Seitenauszug.
^^^^

Die wissenschaftliche Qualifikation der Autoren reicht von wissenschaftlichen Mitarbeitern über Dozenten bis hin zu emeritierten Professoren. Offensichtlich war bei der Auswahl der Beiträge nicht der errungene wissenschaftliche Lorbeer, sondern die jeweilige Fachexpertise entscheidend. Gleichwohl ist die unterschiedliche intellektuelle Eindringtiefe der Verfasser unübersehbar. Des Weiteren fällt auf, dass wenige Autoren in ihren Beiträgen ihren individuellen Raum gesicherter Erkenntnis verlassen, etwa wenn sich lupenreine Theoretiker zu Praktikern aufschwingen und sich stupend bemühen, der Polizei „taktische Fehler während des Einsatzes“ nachzuweisen.

^^^^

[Gespeicherte Einträge]
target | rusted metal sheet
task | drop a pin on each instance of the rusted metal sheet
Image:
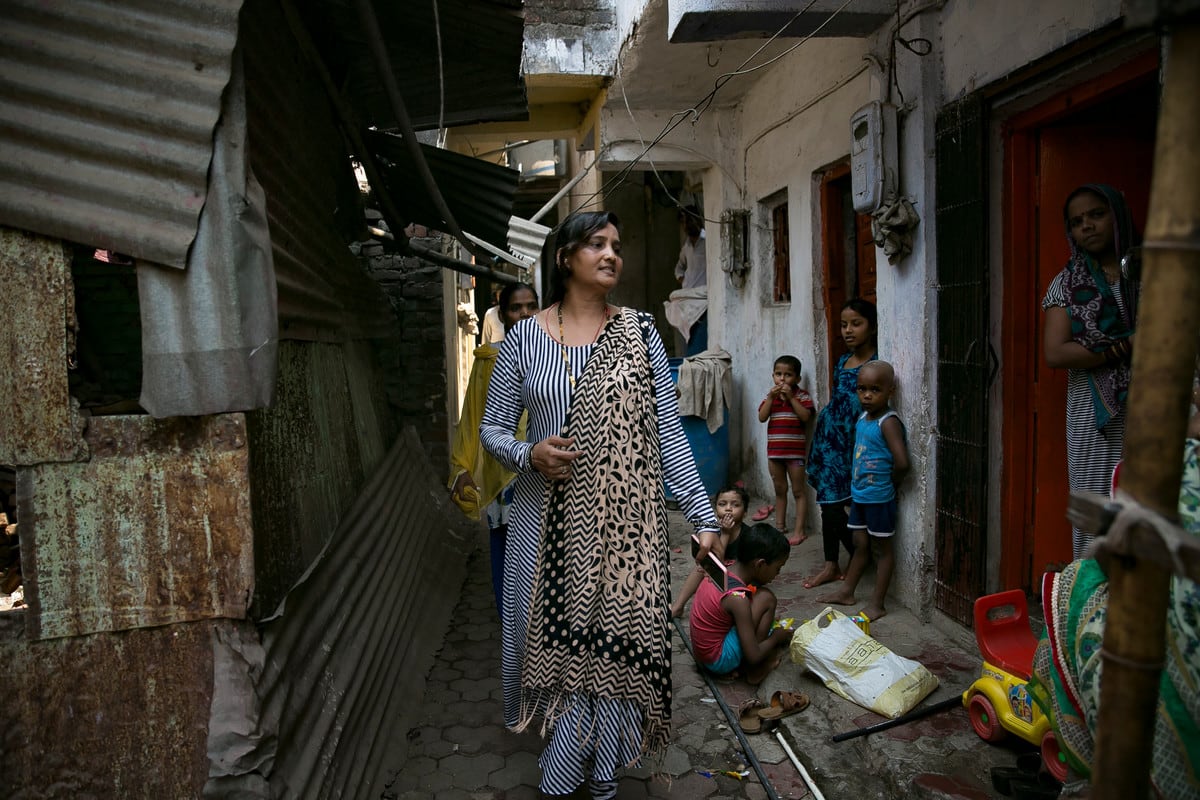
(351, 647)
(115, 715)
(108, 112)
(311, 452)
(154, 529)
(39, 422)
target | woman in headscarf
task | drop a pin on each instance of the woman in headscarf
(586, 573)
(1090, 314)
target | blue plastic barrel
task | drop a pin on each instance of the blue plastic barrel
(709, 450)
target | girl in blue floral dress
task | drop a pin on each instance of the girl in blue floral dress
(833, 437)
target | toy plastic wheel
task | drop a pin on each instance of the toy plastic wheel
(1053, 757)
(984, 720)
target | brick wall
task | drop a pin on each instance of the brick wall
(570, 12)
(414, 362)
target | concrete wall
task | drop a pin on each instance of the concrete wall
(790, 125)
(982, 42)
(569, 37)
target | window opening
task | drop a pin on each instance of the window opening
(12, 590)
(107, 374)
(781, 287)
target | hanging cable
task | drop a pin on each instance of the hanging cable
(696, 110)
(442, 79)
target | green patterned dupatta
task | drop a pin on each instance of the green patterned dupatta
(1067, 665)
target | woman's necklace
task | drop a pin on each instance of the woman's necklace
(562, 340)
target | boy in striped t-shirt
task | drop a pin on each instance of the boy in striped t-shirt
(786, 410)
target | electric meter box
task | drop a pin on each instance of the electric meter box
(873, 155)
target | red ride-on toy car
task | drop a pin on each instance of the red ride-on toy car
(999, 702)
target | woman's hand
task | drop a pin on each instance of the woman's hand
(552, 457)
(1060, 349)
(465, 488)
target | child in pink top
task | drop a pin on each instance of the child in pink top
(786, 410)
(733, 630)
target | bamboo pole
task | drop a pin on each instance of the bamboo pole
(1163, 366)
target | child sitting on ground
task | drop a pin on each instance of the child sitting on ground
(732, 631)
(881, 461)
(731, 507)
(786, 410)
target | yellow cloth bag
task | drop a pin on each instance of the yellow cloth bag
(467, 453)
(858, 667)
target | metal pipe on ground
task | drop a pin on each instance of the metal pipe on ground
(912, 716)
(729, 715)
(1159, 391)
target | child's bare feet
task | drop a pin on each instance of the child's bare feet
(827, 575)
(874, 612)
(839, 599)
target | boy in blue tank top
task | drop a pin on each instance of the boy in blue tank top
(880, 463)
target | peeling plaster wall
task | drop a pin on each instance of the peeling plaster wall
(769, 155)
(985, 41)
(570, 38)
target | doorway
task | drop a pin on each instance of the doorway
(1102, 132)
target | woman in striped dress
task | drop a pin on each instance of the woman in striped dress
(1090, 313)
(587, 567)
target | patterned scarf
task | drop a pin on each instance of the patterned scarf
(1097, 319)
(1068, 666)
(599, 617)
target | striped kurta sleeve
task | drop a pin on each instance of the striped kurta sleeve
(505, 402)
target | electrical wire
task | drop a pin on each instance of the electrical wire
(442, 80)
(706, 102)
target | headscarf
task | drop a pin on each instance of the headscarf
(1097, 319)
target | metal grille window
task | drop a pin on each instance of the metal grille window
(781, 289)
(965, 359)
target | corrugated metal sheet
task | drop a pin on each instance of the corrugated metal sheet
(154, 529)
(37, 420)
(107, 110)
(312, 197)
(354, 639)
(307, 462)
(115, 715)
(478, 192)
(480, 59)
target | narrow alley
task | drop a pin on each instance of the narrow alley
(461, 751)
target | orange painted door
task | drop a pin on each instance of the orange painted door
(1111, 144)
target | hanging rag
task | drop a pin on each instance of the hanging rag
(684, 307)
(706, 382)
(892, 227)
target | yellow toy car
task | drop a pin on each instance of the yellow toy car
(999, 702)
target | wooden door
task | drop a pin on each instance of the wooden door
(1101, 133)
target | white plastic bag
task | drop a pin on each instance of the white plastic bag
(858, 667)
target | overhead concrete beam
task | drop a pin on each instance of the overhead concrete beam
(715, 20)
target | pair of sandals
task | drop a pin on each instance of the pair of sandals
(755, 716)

^^^^

Die Aufgabe.
Beantworte anhand des Seitenauszugs diese Fragen:
1. Welche wissenschaftlichen Qualifikationen haben die Autoren?
2. Was war bei der Auswahl der Beiträge entscheidend?
3. Was bemühen sich manche Theoretiker der Polizei nachzuweisen?
Die Zeilen sind eigenständiges Material und gehören nicht zum Seitenauszug.

Lösungsteil.
1. Sie reichen von wissenschaftlichen Mitarbeitern über Dozenten bis hin zu emeritierten Professoren.
2. Entscheidend war die jeweilige Fachexpertise und nicht der errungene wissenschaftliche Lorbeer.
3. Sie bemühen sich, der Polizei „taktische Fehler während des Einsatzes“ nachzuweisen.